Print the whole listing exactly.
— start of Extracted material —
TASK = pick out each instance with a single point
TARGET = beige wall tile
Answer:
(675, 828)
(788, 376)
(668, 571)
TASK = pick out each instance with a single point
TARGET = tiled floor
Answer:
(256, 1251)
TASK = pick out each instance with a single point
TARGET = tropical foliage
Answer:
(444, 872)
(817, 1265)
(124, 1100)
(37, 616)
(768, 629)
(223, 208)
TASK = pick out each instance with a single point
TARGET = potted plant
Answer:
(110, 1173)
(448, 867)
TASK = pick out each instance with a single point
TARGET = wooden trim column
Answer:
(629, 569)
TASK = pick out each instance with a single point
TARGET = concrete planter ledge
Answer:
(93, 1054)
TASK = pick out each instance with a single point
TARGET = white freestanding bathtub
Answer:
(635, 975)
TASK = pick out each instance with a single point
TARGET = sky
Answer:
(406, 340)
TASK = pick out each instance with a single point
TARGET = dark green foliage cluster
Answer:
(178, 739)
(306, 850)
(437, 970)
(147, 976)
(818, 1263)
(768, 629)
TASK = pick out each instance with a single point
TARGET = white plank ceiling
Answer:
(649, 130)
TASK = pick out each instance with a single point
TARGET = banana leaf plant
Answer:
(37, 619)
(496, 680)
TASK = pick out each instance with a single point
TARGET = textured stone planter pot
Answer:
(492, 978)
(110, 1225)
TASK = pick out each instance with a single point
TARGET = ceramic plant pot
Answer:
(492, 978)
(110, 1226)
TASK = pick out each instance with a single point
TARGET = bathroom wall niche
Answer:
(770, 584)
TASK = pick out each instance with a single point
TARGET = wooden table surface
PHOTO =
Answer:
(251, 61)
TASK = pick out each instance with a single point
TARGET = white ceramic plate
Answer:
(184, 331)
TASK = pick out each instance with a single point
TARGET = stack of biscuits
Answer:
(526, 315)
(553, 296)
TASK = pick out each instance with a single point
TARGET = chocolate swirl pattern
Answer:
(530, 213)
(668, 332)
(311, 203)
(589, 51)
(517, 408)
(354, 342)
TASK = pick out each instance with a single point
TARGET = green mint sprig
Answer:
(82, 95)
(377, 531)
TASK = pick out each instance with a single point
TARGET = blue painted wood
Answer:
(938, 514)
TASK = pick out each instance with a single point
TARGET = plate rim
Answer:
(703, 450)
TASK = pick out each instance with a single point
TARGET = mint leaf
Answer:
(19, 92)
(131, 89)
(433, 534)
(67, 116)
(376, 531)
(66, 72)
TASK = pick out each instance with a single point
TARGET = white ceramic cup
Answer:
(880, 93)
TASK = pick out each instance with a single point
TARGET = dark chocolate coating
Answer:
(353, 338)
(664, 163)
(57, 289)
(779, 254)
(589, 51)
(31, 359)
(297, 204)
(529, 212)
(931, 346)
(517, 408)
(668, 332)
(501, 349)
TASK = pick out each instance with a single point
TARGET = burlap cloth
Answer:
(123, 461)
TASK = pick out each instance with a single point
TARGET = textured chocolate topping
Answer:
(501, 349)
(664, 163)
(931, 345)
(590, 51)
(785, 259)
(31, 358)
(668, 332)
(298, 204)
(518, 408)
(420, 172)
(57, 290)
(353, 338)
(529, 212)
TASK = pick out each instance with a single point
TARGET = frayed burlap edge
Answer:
— end of Extracted material —
**Exercise answer**
TASK = pick out each instance with a single point
TARGET = beige wall tile
Answer:
(675, 828)
(788, 376)
(668, 571)
TASK = pick out each instance with a single point
TARGET = tiled floor
Answer:
(256, 1251)
TASK = pick out each instance with a single point
TARGET = tropical foliage
Answer:
(444, 872)
(817, 1265)
(124, 1100)
(37, 616)
(768, 629)
(223, 208)
TASK = pick out each instance with a single point
TARGET = potted plant
Answer:
(110, 1173)
(448, 867)
TASK = pick out each instance with a single point
TARGET = wooden trim column
Answer:
(629, 569)
TASK = pick out each instance with a single point
TARGET = concrete planter ledge
Answer:
(93, 1054)
TASK = pick out each instance with a single point
TARGET = white freestanding bathtub
Answer:
(635, 975)
TASK = pick out each instance with a single point
TARGET = sky
Answer:
(406, 340)
TASK = pick out each instance with a single point
TARGET = dark green foliage cluster
Answer:
(178, 739)
(306, 850)
(437, 970)
(147, 976)
(818, 1263)
(768, 629)
TASK = pick out each instance with a single point
TARGET = white plank ceiling
Answer:
(649, 130)
TASK = pick out each instance with a single point
TARGET = banana leaf plant
Answer:
(37, 619)
(496, 680)
TASK = pick out each instance with a single point
TARGET = textured stone planter pot
Answer:
(492, 978)
(110, 1225)
TASK = pick out each instance with a single point
TARGET = ceramic plant pot
Answer:
(492, 978)
(110, 1226)
TASK = pick out each instance with a single point
TARGET = bathroom wall niche
Answer:
(770, 584)
TASK = pick out each instance with a single point
TARGET = wooden table surface
PHOTO =
Answer:
(251, 61)
TASK = pick out each instance with a single point
TARGET = white ceramic plate
Answer:
(184, 331)
TASK = pick out each instance with a single point
TARGET = stack of biscuits
Answer:
(526, 315)
(553, 296)
TASK = pick out each instance with a single point
TARGET = chocolate swirl pattern
Answer:
(530, 213)
(668, 332)
(311, 203)
(589, 51)
(517, 408)
(354, 342)
TASK = pick out each instance with a single point
TARGET = green mint sprig
Answer:
(82, 95)
(377, 531)
TASK = pick out each instance with a single point
TARGET = blue painted wood
Answer:
(938, 514)
TASK = pick out each instance with a single point
TARGET = plate rim
Answer:
(703, 450)
TASK = pick out each instance with a single point
TARGET = mint leaf
Answer:
(19, 92)
(131, 89)
(433, 534)
(67, 116)
(376, 531)
(66, 72)
TASK = pick out each instance with a single point
TARGET = white ceramic cup
Answer:
(880, 93)
TASK = pick out each instance with a single point
TARGET = dark chocolate coating
Answer:
(353, 338)
(664, 163)
(57, 289)
(779, 254)
(589, 51)
(31, 359)
(297, 204)
(529, 212)
(931, 346)
(517, 408)
(668, 332)
(501, 349)
TASK = pick out each instance with a single point
TARGET = burlap cloth
Answer:
(123, 461)
TASK = pick out each instance with a single point
TARGET = textured chocolate topping
Answer:
(501, 349)
(664, 163)
(931, 345)
(590, 51)
(785, 259)
(31, 358)
(668, 332)
(298, 204)
(518, 408)
(420, 172)
(57, 290)
(353, 338)
(529, 212)
TASK = pick out each instance with a single point
TARGET = frayed burlap edge
Answer:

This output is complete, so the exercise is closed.